## Data rows
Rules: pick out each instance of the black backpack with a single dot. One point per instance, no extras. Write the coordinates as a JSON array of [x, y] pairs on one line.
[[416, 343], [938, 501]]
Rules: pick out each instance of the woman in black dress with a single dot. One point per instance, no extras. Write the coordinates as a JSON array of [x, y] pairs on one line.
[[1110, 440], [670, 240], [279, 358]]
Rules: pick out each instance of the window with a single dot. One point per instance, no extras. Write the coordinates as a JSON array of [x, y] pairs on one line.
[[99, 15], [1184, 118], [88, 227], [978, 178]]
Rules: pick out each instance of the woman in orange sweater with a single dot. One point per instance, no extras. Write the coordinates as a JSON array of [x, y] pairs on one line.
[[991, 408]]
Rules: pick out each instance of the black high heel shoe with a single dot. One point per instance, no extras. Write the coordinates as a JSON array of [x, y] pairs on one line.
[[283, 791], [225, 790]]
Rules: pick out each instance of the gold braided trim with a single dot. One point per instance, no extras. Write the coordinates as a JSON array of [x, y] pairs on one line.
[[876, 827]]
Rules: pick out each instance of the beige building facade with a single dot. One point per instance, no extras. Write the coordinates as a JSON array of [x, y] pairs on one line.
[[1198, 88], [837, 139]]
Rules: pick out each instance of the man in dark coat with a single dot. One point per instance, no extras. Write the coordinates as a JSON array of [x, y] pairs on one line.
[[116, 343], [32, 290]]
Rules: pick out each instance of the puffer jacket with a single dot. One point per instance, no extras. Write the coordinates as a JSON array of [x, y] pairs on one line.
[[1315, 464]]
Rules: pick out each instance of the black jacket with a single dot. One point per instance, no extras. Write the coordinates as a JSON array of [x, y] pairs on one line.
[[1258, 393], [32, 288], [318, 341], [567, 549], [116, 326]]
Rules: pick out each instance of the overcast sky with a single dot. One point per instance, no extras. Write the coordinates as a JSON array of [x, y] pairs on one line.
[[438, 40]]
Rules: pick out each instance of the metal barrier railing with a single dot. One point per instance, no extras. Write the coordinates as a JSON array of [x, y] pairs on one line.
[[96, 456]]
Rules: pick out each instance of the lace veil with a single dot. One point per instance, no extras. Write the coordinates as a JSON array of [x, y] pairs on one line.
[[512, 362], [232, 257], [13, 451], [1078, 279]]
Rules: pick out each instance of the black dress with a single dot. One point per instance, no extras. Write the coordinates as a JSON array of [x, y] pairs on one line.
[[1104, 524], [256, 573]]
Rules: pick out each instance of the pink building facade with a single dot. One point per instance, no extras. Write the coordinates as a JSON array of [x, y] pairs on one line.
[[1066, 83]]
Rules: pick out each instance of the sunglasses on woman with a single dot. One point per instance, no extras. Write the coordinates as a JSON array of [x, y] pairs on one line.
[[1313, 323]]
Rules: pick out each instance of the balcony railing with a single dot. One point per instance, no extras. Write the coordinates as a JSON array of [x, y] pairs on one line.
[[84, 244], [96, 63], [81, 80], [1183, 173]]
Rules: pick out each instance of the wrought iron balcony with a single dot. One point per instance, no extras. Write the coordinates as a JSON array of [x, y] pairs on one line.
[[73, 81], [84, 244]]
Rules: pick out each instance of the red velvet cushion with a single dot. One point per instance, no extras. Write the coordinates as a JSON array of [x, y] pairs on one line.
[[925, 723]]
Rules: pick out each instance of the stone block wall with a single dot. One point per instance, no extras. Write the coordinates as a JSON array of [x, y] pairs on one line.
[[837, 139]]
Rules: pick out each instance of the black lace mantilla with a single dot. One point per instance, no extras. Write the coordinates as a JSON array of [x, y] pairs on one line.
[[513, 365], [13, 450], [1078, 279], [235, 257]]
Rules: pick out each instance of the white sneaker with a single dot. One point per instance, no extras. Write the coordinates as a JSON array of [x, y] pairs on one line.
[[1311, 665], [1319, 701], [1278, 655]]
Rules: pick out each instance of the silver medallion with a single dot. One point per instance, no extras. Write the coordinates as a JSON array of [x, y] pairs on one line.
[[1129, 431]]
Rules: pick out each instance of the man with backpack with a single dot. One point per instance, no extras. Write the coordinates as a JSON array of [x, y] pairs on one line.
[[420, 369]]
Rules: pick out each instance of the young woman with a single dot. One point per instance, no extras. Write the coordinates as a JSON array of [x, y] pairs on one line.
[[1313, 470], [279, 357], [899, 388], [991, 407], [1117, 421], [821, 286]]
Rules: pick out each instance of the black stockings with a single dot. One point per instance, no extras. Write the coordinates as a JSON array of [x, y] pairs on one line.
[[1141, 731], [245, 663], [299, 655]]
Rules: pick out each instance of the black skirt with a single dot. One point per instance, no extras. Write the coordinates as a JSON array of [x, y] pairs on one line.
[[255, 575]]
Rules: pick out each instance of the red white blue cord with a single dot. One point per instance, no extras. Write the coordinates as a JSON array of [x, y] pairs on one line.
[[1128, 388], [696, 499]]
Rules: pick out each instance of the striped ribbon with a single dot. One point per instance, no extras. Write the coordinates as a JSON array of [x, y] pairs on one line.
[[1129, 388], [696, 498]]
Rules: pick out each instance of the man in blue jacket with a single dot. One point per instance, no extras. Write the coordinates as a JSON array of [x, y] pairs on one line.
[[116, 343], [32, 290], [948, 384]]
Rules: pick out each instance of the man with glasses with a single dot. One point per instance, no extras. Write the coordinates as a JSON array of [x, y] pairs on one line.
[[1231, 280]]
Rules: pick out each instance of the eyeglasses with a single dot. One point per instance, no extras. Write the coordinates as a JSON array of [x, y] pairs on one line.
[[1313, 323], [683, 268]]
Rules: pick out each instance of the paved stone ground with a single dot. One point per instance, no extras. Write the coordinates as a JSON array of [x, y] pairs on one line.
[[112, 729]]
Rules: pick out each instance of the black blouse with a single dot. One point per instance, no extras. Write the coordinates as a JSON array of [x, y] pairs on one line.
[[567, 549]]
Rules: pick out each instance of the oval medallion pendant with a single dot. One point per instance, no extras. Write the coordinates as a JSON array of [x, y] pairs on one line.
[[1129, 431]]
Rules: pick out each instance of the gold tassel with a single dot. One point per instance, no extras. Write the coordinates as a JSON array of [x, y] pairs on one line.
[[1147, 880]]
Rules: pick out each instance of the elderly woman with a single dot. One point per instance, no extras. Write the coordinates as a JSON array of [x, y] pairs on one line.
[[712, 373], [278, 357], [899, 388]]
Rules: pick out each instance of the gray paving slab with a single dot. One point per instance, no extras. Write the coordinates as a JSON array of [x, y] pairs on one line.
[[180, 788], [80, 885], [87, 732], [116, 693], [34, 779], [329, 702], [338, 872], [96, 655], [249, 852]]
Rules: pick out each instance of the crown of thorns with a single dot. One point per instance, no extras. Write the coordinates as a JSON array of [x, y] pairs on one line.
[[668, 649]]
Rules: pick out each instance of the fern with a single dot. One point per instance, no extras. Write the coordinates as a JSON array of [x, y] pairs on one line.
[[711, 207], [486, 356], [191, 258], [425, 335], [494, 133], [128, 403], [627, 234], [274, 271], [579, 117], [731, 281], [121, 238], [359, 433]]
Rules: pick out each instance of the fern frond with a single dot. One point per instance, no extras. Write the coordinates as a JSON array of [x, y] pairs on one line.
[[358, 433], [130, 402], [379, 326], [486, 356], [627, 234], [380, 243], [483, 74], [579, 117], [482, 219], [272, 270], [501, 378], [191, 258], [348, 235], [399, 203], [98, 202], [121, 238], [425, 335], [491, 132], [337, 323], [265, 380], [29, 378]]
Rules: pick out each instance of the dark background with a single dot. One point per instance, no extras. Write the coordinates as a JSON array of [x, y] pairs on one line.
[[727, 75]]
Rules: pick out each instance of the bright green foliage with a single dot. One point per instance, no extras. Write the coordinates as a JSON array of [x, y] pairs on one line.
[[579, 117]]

## Request
Reproduce all of the data above, switching every "single dot" to "single marker" and keeping everything else the same.

## Reply
Rules: pick out each instance of the black backpack with a single marker. One point per instance, no extras. Write the coordinates as a JSON array of [x, y] pairs on one line.
[[416, 343], [938, 501]]
Rules: pick out each instance of the woman in black dress with a single marker. One point per instance, no extras. Write the coordinates as a JSON array of [x, y] pairs on one line.
[[1110, 440], [670, 240], [279, 358]]
Rules: pick out each instance of the window with a single marker. One point per instance, no extras. Write the coordinates as a JSON array of [x, y] pairs on one line.
[[99, 15], [1184, 118], [88, 227], [978, 178]]
Rules: pick out each instance of the woman in orange sweater with a single marker. One point per instance, no extras. Write the coordinates as a JSON array of [x, y] pairs on one line.
[[991, 408]]
Rules: pick out each instance of the black high heel shoe with a single marker. One point per instance, no extras. Write the coordinates as a JSON array of [x, y] pairs on one line.
[[283, 791], [225, 790]]
Rules: pick out each instance of the gold braided trim with a single marker. One point per instance, no extras. Write the coordinates as a JSON array of [x, y] pairs on one line.
[[876, 827]]
Rules: pick out each instance of the beige building facade with a single marker. One point per instance, no extras. Write the coordinates as a JSON array of [x, y] pairs on one line.
[[1198, 88], [837, 139]]
Rules: pick out each instance of the man in dark coat with a single marker. One point per instance, no extras. Write the coordinates as a JSON array of [x, y] pairs on one line.
[[116, 343], [32, 290]]
Rules: pick out each instance of the puffer jacket with a single marker. One point per instance, no extras. Write the coordinates as a JSON array of [x, y] pairs on one line.
[[1315, 464]]
Rules: pick out each instance of the black jacket with a single marker. One point per instance, no extras. Write the coordinates as a JSON array of [x, y] pairs on one line.
[[1258, 393], [32, 288], [318, 341], [567, 549], [116, 326]]
Rules: pick out each instance of the overcast sky with a single marker. One point per instance, no extras. Write the coordinates as a JSON array of [x, y] pairs on one line.
[[438, 40]]
Rules: pick out each instance of the metal barrier railing with a single marker. One point per instance, no extras. Write the coordinates as a JSON array of [x, y] pairs on one line.
[[96, 456]]
Rules: pick out each instance of the lace veil with a single marker. One point per instance, no extras. Write the coordinates as a JSON array of [x, y] pairs on one line.
[[512, 362], [232, 257], [13, 451], [1078, 279]]
Rules: pick out each instance of the black dress with a single marker. One point per instance, no extras. Write the coordinates as a JSON array of [x, y] pairs on one line.
[[1104, 524], [256, 573]]
Rules: pick out each instance of the pink building facade with a single marker. One point per instance, no extras. Write the coordinates as a JSON array of [x, y] pairs on one line.
[[1066, 83]]
Rules: pick out each instance of the sunglasses on woman with a single marker. One point per instance, no extras. Write the coordinates as a JSON array of [x, y] pairs on one line.
[[1313, 323]]
Rules: pick out each instance of the balcony railing with a single marker. One point per instance, no extras. Write the coordinates as a JSON array of [x, y] pairs on one line.
[[84, 244], [96, 63], [81, 80], [1183, 173]]
Rules: pick out each instance of the wrought iron balcony with a single marker. One point per instance, no extras. Write the coordinates as a JSON array of [x, y] pairs on one line.
[[73, 81], [84, 244]]
Rules: pick out each instance of the red velvet cushion with a single marker. One point per instance, no extras. Write the coordinates as a JSON array of [x, y] pairs on one line.
[[925, 723]]
Rules: pick out each instance of the stone block wall with a single marker. One point per instance, no extras. Write the coordinates as a JSON array of [x, y] pairs on one line.
[[837, 139]]
Rules: pick out each instance of the black lace mantilla with a single marker. One point per instance, no extras. Write the coordinates as a JSON array of [x, y] pairs on one line.
[[513, 365], [13, 450], [1078, 279], [235, 257]]
Rules: pick out each instance of the white sneaker with a single marker. One point per instance, no extras. Write the coordinates as a JSON array of [x, y] pairs on one line.
[[1311, 665], [1319, 701], [1278, 655]]
Rules: pick out each instance of the silver medallion with a single marker. One point per instance, no extras. Write the coordinates as a JSON array of [x, y] pairs on one line.
[[1129, 431]]
Rules: pick out each instance of the man with backpack with a single marker. One point per instance, no extras. Write the coordinates as a JSON array of [x, y] pairs on one line.
[[420, 369]]
Rules: pick out each instance of the young woman with a single marker. One point per instance, no extras. Write the coordinates as a JSON array of [x, y] pairs on one line.
[[1313, 470], [279, 357], [899, 388], [991, 407], [1117, 421], [821, 286]]
Rules: pick out each instance of the black stockings with a single marker. One point per instance, no extras. Write the coordinates as a JSON array of [x, y] pairs on one line.
[[1141, 731], [245, 663], [299, 655]]
Rules: pick out each instance of the black skirt with a single marker. One point per instance, no extras. Write the coordinates as a JSON array of [x, y] pairs on one line.
[[255, 575]]
Rules: pick out each instance of the red white blue cord with a single marker. One point per instance, no extras. Write the coordinates as a JSON array of [x, y] pairs on one line.
[[1128, 388], [696, 499]]
Rules: pick out each instance of the striped ribbon with a single marker. One point per instance, no extras. Write the coordinates as a JSON array of [x, y] pairs on one line.
[[1129, 388], [696, 498]]
Rules: pick out each instance of the man in blue jacket with a single marker. One point per instance, no extras. Write the coordinates as a JSON array of [x, y] pairs on one line.
[[116, 343], [32, 290], [948, 384]]
Rules: pick out each instance of the man with glasses with a single marker. One point per instance, no extras. Write the coordinates as a JSON array of [x, y] pairs on one line.
[[1231, 280]]
Rules: pick out each instance of the eyeglasses with a single marker. One point per instance, no extras. Write the coordinates as a JSON array of [x, y] pairs on one line.
[[1313, 323], [683, 268]]
Rules: pick out each instance of the paved stone ground with a single marker. One point per instance, no extras. Write the coordinates as a JSON array of [x, y] pairs on one line.
[[112, 729]]
Rules: pick out each instance of the black blouse with a single marker. One point per instance, no extras. Write the coordinates as a JSON array of [x, y] pairs on one line.
[[567, 549]]
Rules: pick out each instance of the oval medallion pendant with a single marker. One point per instance, no extras. Write the coordinates as a JSON array of [x, y] pairs on one line.
[[1129, 431]]
Rules: pick out each instance of the gold tassel with a single marker. One point per instance, no extras. Write the coordinates as a JSON array of [x, y] pairs on one line.
[[1147, 880]]
Rules: pick out each instance of the elderly woman with a single marker. One point per instance, no extras. Write the coordinates as a JSON array of [x, y] pairs on one line.
[[712, 373], [278, 357], [899, 388]]
Rules: pick out each instance of the gray paving slab with a single marker. One point per instance, no extras. Write the coordinates as a JSON array of [x, y] pairs on one line.
[[180, 788], [80, 885], [87, 732], [116, 693], [34, 779], [329, 702], [338, 872], [96, 655], [249, 852]]
Rules: pick out each instance of the crown of thorns with a single marker. One point per instance, no extras. Write the coordinates as a JSON array of [x, y] pairs on one line.
[[668, 649]]
Rules: pick out each instance of the fern with a single marker. One point per instance, no extras. Write the coordinates as a JSON array of [x, y] pairs on one line.
[[711, 207], [486, 356], [191, 258], [425, 335], [494, 133], [128, 403], [627, 234], [274, 271], [579, 117], [731, 281], [121, 238], [359, 433]]
Rules: pick out each instance of the fern frond with a single marker. One point per instance, no extras. Write the coordinates as a JSON array of [x, y] pairs on one line.
[[358, 433], [130, 402], [379, 326], [486, 356], [627, 234], [380, 243], [483, 74], [579, 117], [482, 219], [272, 270], [501, 378], [191, 258], [348, 235], [399, 203], [98, 202], [121, 238], [425, 335], [491, 132], [337, 323], [265, 380], [29, 378]]
Rules: pick out each instance of the dark background with a single marker. One point per instance, no extras. Write the coordinates as a JSON array of [x, y] pairs on one line.
[[727, 75]]
Rules: pick out each instance of the bright green foliage with a single marker. One point per instance, no extras. Write the coordinates as a JSON array of [x, y] pairs on one line.
[[579, 117]]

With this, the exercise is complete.